SOURCE
Knitting Adventures: when gauge is not your friend

I am not a monogamous knitter, or at least not with longer projects. I find that things like sweaters just take too long to knit all in one go and I need to sprinkle in other projects to keep myself interested. I’ve been knitting for fifteen years (ouch, how can I be that old) and by now my gauge has become pretty consistent. However,  I still find that different needle types affect my gauge even if the needles are the same size.


I am currently knitting this sweater for my husband and I have had so many issues with gauge. The pattern calls for US size 8 (5 mm) needles and I was able to get gauge with the called for needle size with my Knit picks Caspian Interchangeables.

When I finished another project I had on the go I didn’t think anything of using my metal interchangeable tips in US size 8s. And when I got to the second sleeve I used my 16 inch circular size 8s. It didn’t even occur to me that the different needle materials and needle lengths might effect my gauge. It wasn’t until I was sitting on my couch with three pieces of a sweater complete, and all knit at a different gauge that I saw the error of my ways.

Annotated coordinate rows
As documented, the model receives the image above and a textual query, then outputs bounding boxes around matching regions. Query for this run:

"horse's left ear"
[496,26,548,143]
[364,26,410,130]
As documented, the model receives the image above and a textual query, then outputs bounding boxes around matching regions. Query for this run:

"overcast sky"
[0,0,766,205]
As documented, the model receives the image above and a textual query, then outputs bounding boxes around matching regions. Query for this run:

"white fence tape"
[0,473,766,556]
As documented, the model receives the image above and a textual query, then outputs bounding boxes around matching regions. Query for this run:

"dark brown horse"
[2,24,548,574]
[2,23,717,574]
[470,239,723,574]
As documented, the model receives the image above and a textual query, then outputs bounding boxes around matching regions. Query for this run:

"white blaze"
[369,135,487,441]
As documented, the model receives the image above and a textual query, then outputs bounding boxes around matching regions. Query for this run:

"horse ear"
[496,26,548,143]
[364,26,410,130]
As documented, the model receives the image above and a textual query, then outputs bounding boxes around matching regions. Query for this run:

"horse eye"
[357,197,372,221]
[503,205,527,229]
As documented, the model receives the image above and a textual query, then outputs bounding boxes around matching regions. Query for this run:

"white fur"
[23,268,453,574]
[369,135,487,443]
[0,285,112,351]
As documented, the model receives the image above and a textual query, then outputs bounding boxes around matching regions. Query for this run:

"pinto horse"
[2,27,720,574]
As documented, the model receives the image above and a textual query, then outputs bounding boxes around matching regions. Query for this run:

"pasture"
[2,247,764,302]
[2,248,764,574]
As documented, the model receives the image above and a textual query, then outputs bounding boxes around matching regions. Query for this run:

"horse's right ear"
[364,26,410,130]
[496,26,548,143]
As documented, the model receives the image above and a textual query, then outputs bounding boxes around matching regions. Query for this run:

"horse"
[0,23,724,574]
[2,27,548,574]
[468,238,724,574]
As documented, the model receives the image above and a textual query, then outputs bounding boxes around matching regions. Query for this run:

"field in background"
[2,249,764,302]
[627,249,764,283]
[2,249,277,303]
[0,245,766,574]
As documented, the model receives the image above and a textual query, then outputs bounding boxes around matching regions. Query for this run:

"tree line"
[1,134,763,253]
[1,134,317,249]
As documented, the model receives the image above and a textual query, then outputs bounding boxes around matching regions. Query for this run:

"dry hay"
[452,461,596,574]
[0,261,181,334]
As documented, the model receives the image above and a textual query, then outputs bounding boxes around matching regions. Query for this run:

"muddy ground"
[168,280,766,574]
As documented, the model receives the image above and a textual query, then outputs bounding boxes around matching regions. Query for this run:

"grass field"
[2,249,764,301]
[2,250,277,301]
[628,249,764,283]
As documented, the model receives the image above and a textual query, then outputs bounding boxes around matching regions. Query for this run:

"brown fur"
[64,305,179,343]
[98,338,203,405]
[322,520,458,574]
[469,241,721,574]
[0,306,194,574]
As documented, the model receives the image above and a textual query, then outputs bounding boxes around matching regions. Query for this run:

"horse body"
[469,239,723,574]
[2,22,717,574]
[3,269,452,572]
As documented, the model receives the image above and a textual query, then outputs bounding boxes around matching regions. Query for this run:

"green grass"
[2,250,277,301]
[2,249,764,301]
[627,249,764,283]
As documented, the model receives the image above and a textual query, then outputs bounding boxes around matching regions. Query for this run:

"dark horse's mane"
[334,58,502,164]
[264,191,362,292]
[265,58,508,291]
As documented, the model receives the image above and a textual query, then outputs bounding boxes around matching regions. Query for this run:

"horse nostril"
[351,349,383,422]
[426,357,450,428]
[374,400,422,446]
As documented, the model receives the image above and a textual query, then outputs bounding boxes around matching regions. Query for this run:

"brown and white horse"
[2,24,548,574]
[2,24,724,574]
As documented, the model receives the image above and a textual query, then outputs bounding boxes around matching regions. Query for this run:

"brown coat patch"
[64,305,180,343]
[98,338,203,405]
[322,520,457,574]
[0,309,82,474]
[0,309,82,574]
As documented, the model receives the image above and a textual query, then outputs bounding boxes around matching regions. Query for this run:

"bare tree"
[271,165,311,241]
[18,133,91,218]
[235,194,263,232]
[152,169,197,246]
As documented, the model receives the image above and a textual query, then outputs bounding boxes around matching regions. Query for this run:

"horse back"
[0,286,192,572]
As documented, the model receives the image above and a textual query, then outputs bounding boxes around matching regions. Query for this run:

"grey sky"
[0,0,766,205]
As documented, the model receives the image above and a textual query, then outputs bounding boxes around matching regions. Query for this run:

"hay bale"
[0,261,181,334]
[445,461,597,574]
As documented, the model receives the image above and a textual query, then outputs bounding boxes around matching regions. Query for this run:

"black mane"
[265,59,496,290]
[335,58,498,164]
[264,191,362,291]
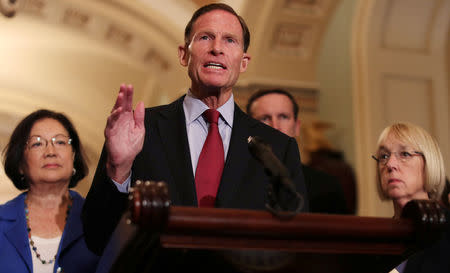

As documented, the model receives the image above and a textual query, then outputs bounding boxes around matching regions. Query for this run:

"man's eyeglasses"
[372,151,423,165]
[27,134,72,151]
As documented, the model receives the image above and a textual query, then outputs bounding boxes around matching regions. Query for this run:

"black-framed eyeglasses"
[372,151,423,165]
[27,134,72,151]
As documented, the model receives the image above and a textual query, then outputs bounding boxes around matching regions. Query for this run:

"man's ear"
[178,45,189,66]
[295,119,302,137]
[241,53,251,72]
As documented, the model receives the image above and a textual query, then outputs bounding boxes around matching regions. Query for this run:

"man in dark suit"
[82,4,308,254]
[246,89,349,214]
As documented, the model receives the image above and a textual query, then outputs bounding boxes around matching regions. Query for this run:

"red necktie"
[195,109,224,207]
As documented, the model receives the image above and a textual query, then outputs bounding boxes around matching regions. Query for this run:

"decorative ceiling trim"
[14,0,175,73]
[0,0,19,17]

CHALLENGE A
From the knitting post above, set down the passage starting at "Knitting Adventures: when" and ending at "picks Caspian Interchangeables.".
CHALLENGE B
Based on the knitting post above, decide whether each statement agrees with it, answering yes or no and quoting the words that settle it: (i) The writer has been knitting for fifteen years. (ii) The sweater pattern calls for US size 10 needles. (iii) The second sleeve was knit on 16 inch circular needles.
CHALLENGE C
According to the knitting post, with which needles did the writer get gauge at the pattern's called-for size?

WORKED SOLUTION A
Knitting Adventures: when gauge is not your friend

I am not a monogamous knitter, or at least not with longer projects. I find that things like sweaters just take too long to knit all in one go and I need to sprinkle in other projects to keep myself interested. I’ve been knitting for fifteen years (ouch, how can I be that old) and by now my gauge has become pretty consistent. However,  I still find that different needle types affect my gauge even if the needles are the same size.


I am currently knitting this sweater for my husband and I have had so many issues with gauge. The pattern calls for US size 8 (5 mm) needles and I was able to get gauge with the called for needle size with my Knit picks Caspian Interchangeables.

WORKED SOLUTION B
(i) Yes: "I’ve been knitting for fifteen years"
(ii) No: "The pattern calls for US size 8 (5 mm) needles"
(iii) Yes: "And when I got to the second sleeve I used my 16 inch circular size 8s."

WORKED SOLUTION C
The Knit picks Caspian Interchangeables.